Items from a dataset
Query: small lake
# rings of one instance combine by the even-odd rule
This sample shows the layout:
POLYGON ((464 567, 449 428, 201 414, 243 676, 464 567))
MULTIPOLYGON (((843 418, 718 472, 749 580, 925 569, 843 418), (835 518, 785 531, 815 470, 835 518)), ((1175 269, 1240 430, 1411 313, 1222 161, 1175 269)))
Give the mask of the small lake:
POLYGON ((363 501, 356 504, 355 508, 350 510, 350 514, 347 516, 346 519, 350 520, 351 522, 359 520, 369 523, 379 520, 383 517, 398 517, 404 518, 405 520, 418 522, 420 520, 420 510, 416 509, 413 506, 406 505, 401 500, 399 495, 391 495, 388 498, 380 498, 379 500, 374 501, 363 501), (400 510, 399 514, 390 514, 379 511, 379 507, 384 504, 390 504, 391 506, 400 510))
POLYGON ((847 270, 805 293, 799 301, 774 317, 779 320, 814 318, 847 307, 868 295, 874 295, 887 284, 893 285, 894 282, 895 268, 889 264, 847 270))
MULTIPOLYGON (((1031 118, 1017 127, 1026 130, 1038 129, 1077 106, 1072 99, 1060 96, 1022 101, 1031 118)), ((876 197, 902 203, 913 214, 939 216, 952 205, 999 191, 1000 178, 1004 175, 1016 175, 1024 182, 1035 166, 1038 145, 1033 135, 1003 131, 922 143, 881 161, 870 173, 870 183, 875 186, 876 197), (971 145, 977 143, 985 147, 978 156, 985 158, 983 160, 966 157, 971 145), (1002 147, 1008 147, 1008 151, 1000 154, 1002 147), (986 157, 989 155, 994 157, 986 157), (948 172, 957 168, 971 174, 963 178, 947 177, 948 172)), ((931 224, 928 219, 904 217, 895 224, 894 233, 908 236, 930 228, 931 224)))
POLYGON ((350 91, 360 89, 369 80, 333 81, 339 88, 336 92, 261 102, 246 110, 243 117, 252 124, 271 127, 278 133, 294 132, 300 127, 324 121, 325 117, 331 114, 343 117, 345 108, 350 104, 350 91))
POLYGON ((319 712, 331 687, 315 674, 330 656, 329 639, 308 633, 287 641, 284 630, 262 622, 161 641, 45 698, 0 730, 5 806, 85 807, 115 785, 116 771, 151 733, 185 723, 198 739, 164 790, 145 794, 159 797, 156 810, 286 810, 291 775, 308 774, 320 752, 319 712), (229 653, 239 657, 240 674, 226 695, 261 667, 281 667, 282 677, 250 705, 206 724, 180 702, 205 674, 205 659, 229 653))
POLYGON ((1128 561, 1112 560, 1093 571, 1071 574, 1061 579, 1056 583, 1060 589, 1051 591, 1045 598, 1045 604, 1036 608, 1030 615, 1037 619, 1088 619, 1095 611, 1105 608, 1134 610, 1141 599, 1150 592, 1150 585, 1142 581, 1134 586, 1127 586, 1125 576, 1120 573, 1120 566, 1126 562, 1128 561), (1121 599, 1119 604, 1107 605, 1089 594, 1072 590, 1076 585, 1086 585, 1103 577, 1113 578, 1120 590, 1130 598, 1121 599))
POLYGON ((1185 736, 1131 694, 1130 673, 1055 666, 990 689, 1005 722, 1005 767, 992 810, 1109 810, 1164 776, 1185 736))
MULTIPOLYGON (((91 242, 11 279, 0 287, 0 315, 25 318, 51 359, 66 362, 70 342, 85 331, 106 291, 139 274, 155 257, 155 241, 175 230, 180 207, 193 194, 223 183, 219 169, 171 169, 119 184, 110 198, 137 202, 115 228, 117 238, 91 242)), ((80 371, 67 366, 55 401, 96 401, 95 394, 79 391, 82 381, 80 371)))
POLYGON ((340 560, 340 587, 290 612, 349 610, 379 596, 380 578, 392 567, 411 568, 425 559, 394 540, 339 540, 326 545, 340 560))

*DIRECTIONS FOR THIS TASK*. Retype the entries above. Match them exactly.

*SOLUTION FOR THIS TASK*.
Query: small lake
# rings of one instance combine by the even-odd rule
This sample shows the layout:
POLYGON ((464 567, 449 428, 201 414, 243 676, 464 567))
MULTIPOLYGON (((843 418, 718 472, 749 580, 925 569, 843 418), (835 518, 785 531, 815 470, 835 518)), ((1175 269, 1240 430, 1411 313, 1222 161, 1175 269)))
Give the mask of the small lake:
POLYGON ((363 501, 356 504, 355 508, 350 510, 350 514, 347 516, 346 519, 350 520, 351 522, 359 520, 369 523, 379 520, 383 517, 398 517, 404 518, 405 520, 418 522, 420 520, 420 510, 416 509, 413 506, 406 505, 401 500, 399 495, 391 495, 388 498, 380 498, 379 500, 374 501, 363 501), (400 510, 399 514, 390 514, 379 511, 379 507, 384 504, 390 504, 391 506, 400 510))
POLYGON ((847 270, 805 293, 799 301, 774 317, 779 320, 814 318, 847 307, 868 295, 874 295, 887 284, 893 285, 894 282, 895 268, 889 264, 847 270))
MULTIPOLYGON (((1031 118, 1017 127, 1026 130, 1038 129, 1077 106, 1072 99, 1060 96, 1022 101, 1031 118)), ((876 197, 902 203, 913 214, 939 216, 952 205, 999 191, 1000 178, 1004 175, 1016 175, 1024 182, 1035 166, 1038 145, 1033 135, 1003 131, 922 143, 881 161, 870 173, 870 183, 875 186, 876 197), (971 145, 977 143, 985 147, 978 156, 985 158, 983 160, 966 157, 971 145), (1002 147, 1008 147, 1008 151, 1000 154, 1002 147), (986 157, 989 155, 994 157, 986 157), (948 172, 957 168, 971 174, 963 178, 947 177, 948 172)), ((931 224, 928 219, 904 217, 895 224, 894 233, 908 236, 930 228, 931 224)))
POLYGON ((350 91, 360 89, 369 80, 333 81, 339 88, 336 92, 261 102, 246 110, 243 117, 252 124, 271 127, 278 133, 294 132, 300 127, 324 121, 325 117, 331 114, 343 117, 345 108, 350 104, 350 91))
POLYGON ((319 712, 331 687, 315 674, 330 656, 329 639, 308 633, 287 641, 284 630, 262 622, 161 641, 45 698, 0 730, 5 806, 85 807, 115 785, 116 771, 151 733, 185 723, 198 739, 164 790, 145 794, 159 797, 156 810, 286 810, 291 775, 308 774, 320 752, 319 712), (229 653, 239 657, 240 674, 226 695, 261 667, 281 667, 282 677, 250 705, 206 724, 180 702, 205 674, 205 659, 229 653))
POLYGON ((1128 561, 1112 560, 1093 571, 1071 574, 1061 579, 1056 583, 1060 589, 1051 591, 1045 598, 1045 604, 1036 608, 1030 615, 1037 619, 1088 619, 1095 611, 1105 608, 1134 610, 1141 599, 1150 592, 1150 585, 1142 581, 1134 586, 1127 586, 1125 576, 1120 573, 1120 566, 1126 562, 1128 561), (1121 599, 1119 604, 1107 605, 1089 594, 1072 590, 1076 585, 1086 585, 1103 577, 1113 578, 1120 590, 1130 598, 1121 599))
POLYGON ((1185 736, 1131 694, 1130 673, 1055 666, 990 689, 1005 722, 1005 767, 992 810, 1109 810, 1164 776, 1185 736))
MULTIPOLYGON (((91 242, 11 279, 0 287, 0 315, 25 318, 51 359, 66 362, 70 342, 85 331, 106 291, 139 274, 155 257, 155 241, 175 230, 180 207, 193 194, 223 183, 219 169, 171 169, 119 184, 110 198, 137 202, 115 228, 117 238, 91 242)), ((80 371, 67 366, 55 401, 96 401, 95 394, 79 391, 82 381, 80 371)))
POLYGON ((340 560, 340 587, 290 612, 349 610, 379 596, 380 578, 392 567, 411 568, 425 559, 394 540, 339 540, 326 545, 340 560))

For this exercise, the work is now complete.